Exercise task = An exact copy of every record is needed.
═════ Supplied entries
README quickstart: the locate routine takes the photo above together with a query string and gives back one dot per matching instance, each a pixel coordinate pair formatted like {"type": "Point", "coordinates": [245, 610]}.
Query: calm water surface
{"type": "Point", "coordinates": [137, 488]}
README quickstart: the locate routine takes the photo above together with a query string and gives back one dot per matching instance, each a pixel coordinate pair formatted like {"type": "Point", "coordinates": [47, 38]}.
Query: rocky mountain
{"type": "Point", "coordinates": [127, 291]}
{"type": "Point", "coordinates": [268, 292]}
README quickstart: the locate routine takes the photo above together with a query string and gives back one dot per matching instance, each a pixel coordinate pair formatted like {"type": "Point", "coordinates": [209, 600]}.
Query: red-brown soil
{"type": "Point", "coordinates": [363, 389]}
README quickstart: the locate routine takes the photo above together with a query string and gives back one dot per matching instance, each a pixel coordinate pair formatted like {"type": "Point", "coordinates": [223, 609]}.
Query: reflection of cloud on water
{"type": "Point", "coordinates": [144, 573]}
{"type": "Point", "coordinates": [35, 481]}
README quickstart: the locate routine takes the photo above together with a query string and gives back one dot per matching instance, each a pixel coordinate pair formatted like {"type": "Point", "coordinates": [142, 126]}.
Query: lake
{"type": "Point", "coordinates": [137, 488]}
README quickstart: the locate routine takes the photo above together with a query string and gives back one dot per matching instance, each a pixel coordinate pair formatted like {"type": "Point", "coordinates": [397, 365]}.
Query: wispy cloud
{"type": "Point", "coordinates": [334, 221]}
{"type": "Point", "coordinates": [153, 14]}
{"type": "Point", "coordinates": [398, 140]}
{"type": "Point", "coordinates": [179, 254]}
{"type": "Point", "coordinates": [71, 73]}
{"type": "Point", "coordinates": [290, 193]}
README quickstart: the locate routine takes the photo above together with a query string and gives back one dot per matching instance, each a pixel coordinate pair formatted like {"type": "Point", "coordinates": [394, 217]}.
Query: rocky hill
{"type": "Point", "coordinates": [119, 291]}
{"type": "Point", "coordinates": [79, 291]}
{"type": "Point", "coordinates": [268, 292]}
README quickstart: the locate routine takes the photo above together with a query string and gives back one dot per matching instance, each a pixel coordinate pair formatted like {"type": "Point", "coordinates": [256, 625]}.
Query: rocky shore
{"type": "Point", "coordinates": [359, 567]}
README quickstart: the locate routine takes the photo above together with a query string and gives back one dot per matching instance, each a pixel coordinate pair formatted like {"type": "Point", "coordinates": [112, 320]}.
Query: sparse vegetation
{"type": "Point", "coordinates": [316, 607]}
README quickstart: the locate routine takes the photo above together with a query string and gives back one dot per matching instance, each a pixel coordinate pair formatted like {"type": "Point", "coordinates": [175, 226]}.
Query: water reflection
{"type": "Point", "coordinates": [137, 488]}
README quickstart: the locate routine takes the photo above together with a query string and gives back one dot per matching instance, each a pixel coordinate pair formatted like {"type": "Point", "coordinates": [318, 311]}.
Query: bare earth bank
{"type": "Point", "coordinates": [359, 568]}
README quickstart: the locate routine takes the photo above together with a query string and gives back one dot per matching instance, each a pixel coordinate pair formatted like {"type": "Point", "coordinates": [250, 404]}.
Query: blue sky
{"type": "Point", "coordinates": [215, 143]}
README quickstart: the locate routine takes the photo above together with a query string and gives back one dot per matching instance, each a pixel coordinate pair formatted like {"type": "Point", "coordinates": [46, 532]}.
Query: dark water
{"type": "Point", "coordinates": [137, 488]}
══════════
Full answer =
README quickstart: the locate routine takes the photo above together with a query string and gives back one dot per matching instance, each a pixel coordinate pair formatted like {"type": "Point", "coordinates": [245, 610]}.
Query: calm water surface
{"type": "Point", "coordinates": [137, 488]}
README quickstart: the locate routine takes the photo above together with a query string and gives back one dot per matching instance, each a pixel coordinate pair formatted like {"type": "Point", "coordinates": [47, 38]}.
Query: rocky mountain
{"type": "Point", "coordinates": [127, 291]}
{"type": "Point", "coordinates": [268, 292]}
README quickstart: the locate routine takes the photo above together with a query string and gives back one dot per matching instance, each a pixel coordinate pair formatted like {"type": "Point", "coordinates": [209, 600]}.
Query: red-brown soil
{"type": "Point", "coordinates": [363, 389]}
README quickstart: the locate routine takes the photo above together with a query string and gives back one dot per matching instance, each a pixel coordinate pair formatted like {"type": "Point", "coordinates": [223, 609]}.
Query: reflection of cloud on water
{"type": "Point", "coordinates": [144, 573]}
{"type": "Point", "coordinates": [35, 481]}
README quickstart: the locate routine takes the photo above together with a query string and gives back one dot per matching instance, each a pixel coordinate pair formatted like {"type": "Point", "coordinates": [142, 126]}.
Query: lake
{"type": "Point", "coordinates": [137, 488]}
README quickstart: the locate routine takes the photo above together with a query string and gives back one dot per matching instance, each a pixel coordinate pair formatted like {"type": "Point", "coordinates": [397, 365]}.
Query: wispy cloud
{"type": "Point", "coordinates": [334, 221]}
{"type": "Point", "coordinates": [153, 14]}
{"type": "Point", "coordinates": [398, 140]}
{"type": "Point", "coordinates": [179, 254]}
{"type": "Point", "coordinates": [71, 73]}
{"type": "Point", "coordinates": [290, 193]}
README quickstart: the locate routine takes the photo above together with a query string and gives back one dot per matching instance, each a pixel coordinate pair formatted like {"type": "Point", "coordinates": [394, 217]}.
Query: rocky hill
{"type": "Point", "coordinates": [119, 291]}
{"type": "Point", "coordinates": [79, 291]}
{"type": "Point", "coordinates": [268, 292]}
README quickstart: the locate routine takes the photo above together with a query string and gives back one dot per matching instance, each a pixel coordinate pair formatted like {"type": "Point", "coordinates": [256, 625]}.
Query: rocky shore
{"type": "Point", "coordinates": [359, 567]}
README quickstart: the locate routine takes the photo above together with a query string and gives back one dot per matching instance, each a pixel coordinate pair formatted like {"type": "Point", "coordinates": [112, 320]}.
Query: sparse vegetation
{"type": "Point", "coordinates": [316, 607]}
README quickstart: the locate routine takes the photo above together with a query string and gives back one dot per matching instance, each a pixel coordinate pair formatted like {"type": "Point", "coordinates": [175, 226]}.
Query: water reflection
{"type": "Point", "coordinates": [137, 488]}
README quickstart: the locate routine takes the photo above together with a query string and gives back one dot per matching instance, each a pixel coordinate pair formatted like {"type": "Point", "coordinates": [318, 311]}.
Query: bare earth bank
{"type": "Point", "coordinates": [359, 568]}
README quickstart: the locate routine takes the photo above together with a query string and gives back one dot per matching instance, each a pixel coordinate pair formatted like {"type": "Point", "coordinates": [250, 404]}.
Query: blue sky
{"type": "Point", "coordinates": [215, 143]}
README quickstart: the locate routine takes the photo above together with a query string and gives back one dot per matching instance, each a pixel coordinate pair formatted like {"type": "Point", "coordinates": [46, 532]}.
Query: dark water
{"type": "Point", "coordinates": [137, 488]}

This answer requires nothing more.